页面摘录>
------------------------------------
参考：tensorflow中的batch_norm以及tf.control_dependencies和tf.GraphKeys.UPDATE_OPS的探究

1. Batch Normalization

对卷积层来说，批量归一化发生在卷积计算之后、应用激活函数之前。训练阶段：如果卷积计算输出多个通道，我们需要对这些通道的输出分别做批量归一化，且每个通道都拥有独立的拉伸和偏移参数，并均为标量。假设小批量中有 m 个样本。在单个通道上，假设卷积计算输出的高和宽分别为p和q。我们需要对该通道中m×p×q个元素同时做批量归一化。对这些元素做标准化计算时，我们使用相同的均值和方差，即该通道中m×p×q个元素的均值和方差。测试阶段：就直接用训练阶段利用 moving average 方式获得的整个训练集的均值和方差来归一化。

以一个 mxnet 版本的代码来理解具体实现吧：

def batch_norm(X, gamma, beta, moving_mean, moving_var, eps, momentum):

    # 通过autograd来判断当前模式是训练模式还是预测模式

    if not autograd.is_training():

        # 如果是在预测模式下，直接使用传入的移动平均所得的均值和方差

        X_hat = (X - moving_mean) / nd.sqrt(moving_var + eps)

    else:

        assert len(X.shape) in (2, 4)

        if len(X.shape) == 2:

            # 使用全连接层的情况，计算特征维上的均值和方差

            mean = X.mean(axis=0)

            var = ((X - mean) ** 2).mean(axis=0)

        else:

            # 使用二维卷积层的情况，计算通道维上（axis=1）的均值和方差。这里我们需要保持

            # X的形状以便后面可以做广播运算

            mean = X.mean(axis=(0, 2, 3), keepdims=True)

            var = ((X - mean) ** 2).mean(axis=(0, 2, 3), keepdims=True)

        # 训练模式下用当前的均值和方差做标准化

        X_hat = (X - mean) / nd.sqrt(var + eps)

        # 更新移动平均的均值和方差

        moving_mean = momentum * moving_mean + (1.0 - momentum) * mean

        moving_var = momentum * moving_var + (1.0 - momentum) * var

    Y = gamma * X_hat + beta  # 拉伸和偏移

    return Y, moving_mean, moving_var

class BatchNorm(nn.Block):

    def __init__(self, num_features, num_dims, **kwargs):

        super(BatchNorm, self).__init__(**kwargs)

        if num_dims == 2:

            shape = (1, num_features)

        else:

            shape = (1, num_features, 1, 1)

        # 参与求梯度和迭代的拉伸和偏移参数，分别初始化成1和0

        self.gamma = self.params.get('gamma', shape=shape, init=init.One())

        self.beta = self.params.get('beta', shape=shape, init=init.Zero())

        # 不参与求梯度和迭代的变量，全在内存上初始化成0

        self.moving_mean = nd.zeros(shape)

        self.moving_var = nd.zeros(shape)

    def forward(self, X):

        # 如果X不在内存上，将moving_mean和moving_var复制到X所在显存上

        if self.moving_mean.context != X.context:

            self.moving_mean = self.moving_mean.copyto(X.context)

            self.moving_var = self.moving_var.copyto(X.context)
------------------------------------
所给资料>
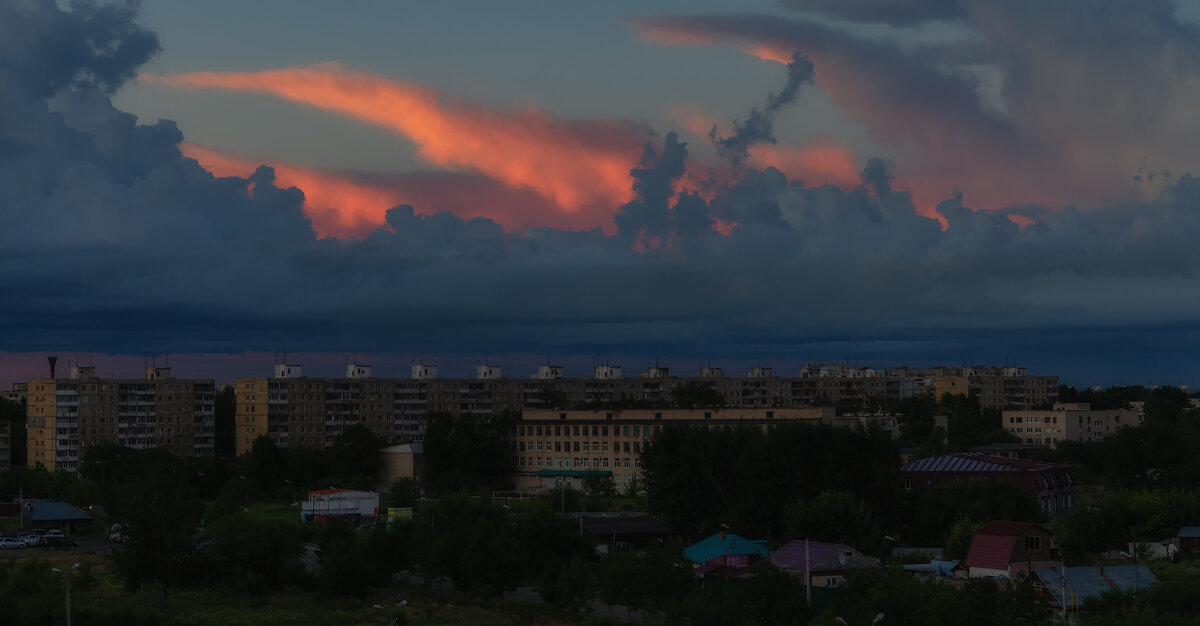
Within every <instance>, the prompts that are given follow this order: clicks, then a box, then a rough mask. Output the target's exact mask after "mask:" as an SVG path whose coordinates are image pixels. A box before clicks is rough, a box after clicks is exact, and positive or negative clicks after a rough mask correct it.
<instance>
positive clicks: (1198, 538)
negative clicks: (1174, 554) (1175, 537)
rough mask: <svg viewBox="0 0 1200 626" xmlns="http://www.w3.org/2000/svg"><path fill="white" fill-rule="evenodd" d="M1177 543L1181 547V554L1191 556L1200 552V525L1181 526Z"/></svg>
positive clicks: (1178, 534) (1180, 552) (1199, 552)
mask: <svg viewBox="0 0 1200 626" xmlns="http://www.w3.org/2000/svg"><path fill="white" fill-rule="evenodd" d="M1175 544H1176V546H1178V548H1180V552H1178V554H1180V556H1183V558H1190V556H1195V555H1198V554H1200V526H1183V528H1181V529H1180V534H1178V535H1177V536H1176V541H1175Z"/></svg>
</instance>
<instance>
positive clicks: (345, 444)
mask: <svg viewBox="0 0 1200 626" xmlns="http://www.w3.org/2000/svg"><path fill="white" fill-rule="evenodd" d="M385 445H388V441H385V440H384V439H380V438H378V437H376V435H374V433H372V432H371V431H370V429H368V428H367V427H365V426H362V425H360V423H355V425H350V426H347V427H346V428H344V429H343V431H342V433H341V434H338V435H337V437H336V438H335V439H334V445H332V446H331V447H330V450H329V462H330V471H332V474H334V476H336V477H338V478H341V480H342V481H346V482H349V481H350V480H353V478H355V477H360V476H366V477H368V478H370V480H371V482H372V483H373V482H374V480H376V476H378V475H379V463H380V461H379V449H380V447H383V446H385Z"/></svg>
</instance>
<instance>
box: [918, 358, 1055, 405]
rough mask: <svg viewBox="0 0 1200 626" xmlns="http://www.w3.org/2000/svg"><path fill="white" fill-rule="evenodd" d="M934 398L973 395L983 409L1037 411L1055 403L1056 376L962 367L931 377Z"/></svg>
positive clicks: (1016, 370) (994, 368)
mask: <svg viewBox="0 0 1200 626" xmlns="http://www.w3.org/2000/svg"><path fill="white" fill-rule="evenodd" d="M934 391H935V393H936V395H937V397H942V395H944V393H961V395H971V393H974V396H976V397H977V398H979V405H980V407H983V408H985V409H1025V410H1028V409H1037V408H1040V407H1048V405H1051V404H1054V403H1055V402H1057V401H1058V377H1034V375H1028V374H1027V373H1026V371H1025V368H1024V367H964V368H959V369H958V371H949V372H943V373H941V374H940V375H936V377H934Z"/></svg>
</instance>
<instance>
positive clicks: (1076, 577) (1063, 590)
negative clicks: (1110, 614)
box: [1033, 565, 1158, 610]
mask: <svg viewBox="0 0 1200 626" xmlns="http://www.w3.org/2000/svg"><path fill="white" fill-rule="evenodd" d="M1033 573H1034V574H1036V576H1037V577H1038V580H1040V582H1042V584H1043V585H1044V586H1045V590H1046V591H1048V592H1049V594H1050V596H1051V597H1052V598H1054V603H1055V604H1057V606H1058V608H1060V609H1066V610H1076V609H1079V607H1080V606H1081V604H1082V603H1084V602H1086V601H1087V600H1090V598H1093V597H1099V596H1100V594H1103V592H1104V591H1108V590H1109V589H1120V590H1122V591H1136V590H1138V589H1145V588H1147V586H1151V585H1154V584H1158V579H1157V578H1154V574H1153V572H1151V571H1150V568H1148V567H1146V566H1145V565H1116V566H1114V565H1108V566H1104V565H1102V566H1099V567H1038V568H1036V570H1034V571H1033Z"/></svg>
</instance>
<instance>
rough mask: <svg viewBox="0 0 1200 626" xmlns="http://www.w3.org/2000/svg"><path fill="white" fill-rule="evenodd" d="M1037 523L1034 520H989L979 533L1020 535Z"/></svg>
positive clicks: (982, 534) (1000, 535) (1018, 536)
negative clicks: (1025, 521) (1030, 521)
mask: <svg viewBox="0 0 1200 626" xmlns="http://www.w3.org/2000/svg"><path fill="white" fill-rule="evenodd" d="M1036 525H1037V524H1034V523H1032V522H989V523H986V524H984V525H983V526H982V528H980V529H979V530H978V531H977V532H976V534H977V535H998V536H1013V537H1019V536H1021V535H1024V534H1026V532H1028V530H1030V529H1031V528H1033V526H1036Z"/></svg>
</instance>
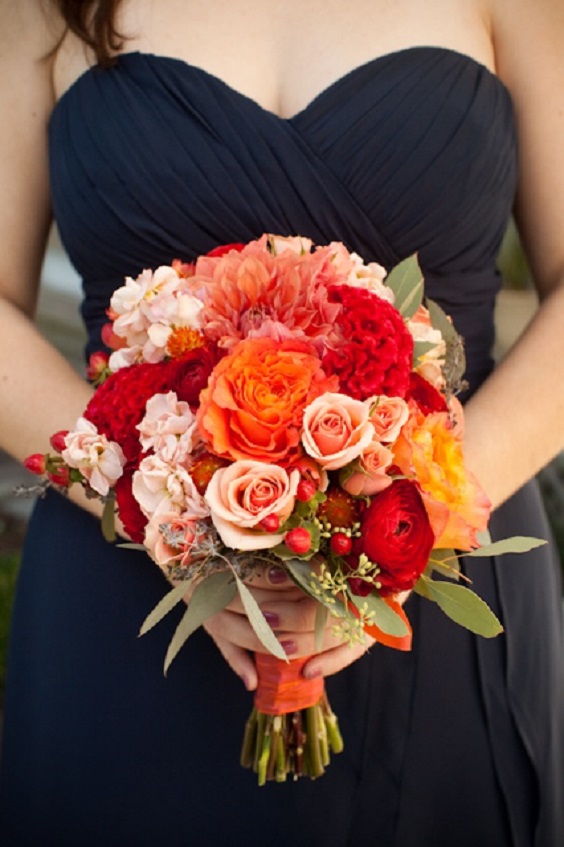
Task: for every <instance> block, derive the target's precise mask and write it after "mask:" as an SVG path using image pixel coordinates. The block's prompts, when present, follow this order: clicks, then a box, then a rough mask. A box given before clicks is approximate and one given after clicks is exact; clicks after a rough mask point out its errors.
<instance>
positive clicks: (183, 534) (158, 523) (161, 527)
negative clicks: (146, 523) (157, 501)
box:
------------------------------------
任务要求 1>
请用两句话概括页面摘录的内容。
任务要求 2>
请从页面摘录中原样抄录一段文字，从“self.moving_mean = nd.zeros(shape)”开始，一直到“self.moving_mean = self.moving_mean.copyto(X.context)”为止。

你的回答 1>
对卷积层而言，批量归一化发生在卷积计算之后、应用激活函数之前：训练阶段对每个通道中m×p×q个元素使用相同的均值和方差做标准化，每个通道拥有独立的标量拉伸和偏移参数；测试阶段则直接用训练阶段以移动平均方式获得的整个训练集的均值和方差来归一化。页面摘录还给出一段mxnet版本的实现代码，在训练模式下用当前的均值和方差做标准化并更新移动平均的均值和方差，在预测模式下直接使用移动平均所得的均值和方差，最后进行拉伸和偏移。

你的回答 2>
self.moving_mean = nd.zeros(shape)

        self.moving_var = nd.zeros(shape)

    def forward(self, X):

        # 如果X不在内存上，将moving_mean和moving_var复制到X所在显存上

        if self.moving_mean.context != X.context:

            self.moving_mean = self.moving_mean.copyto(X.context)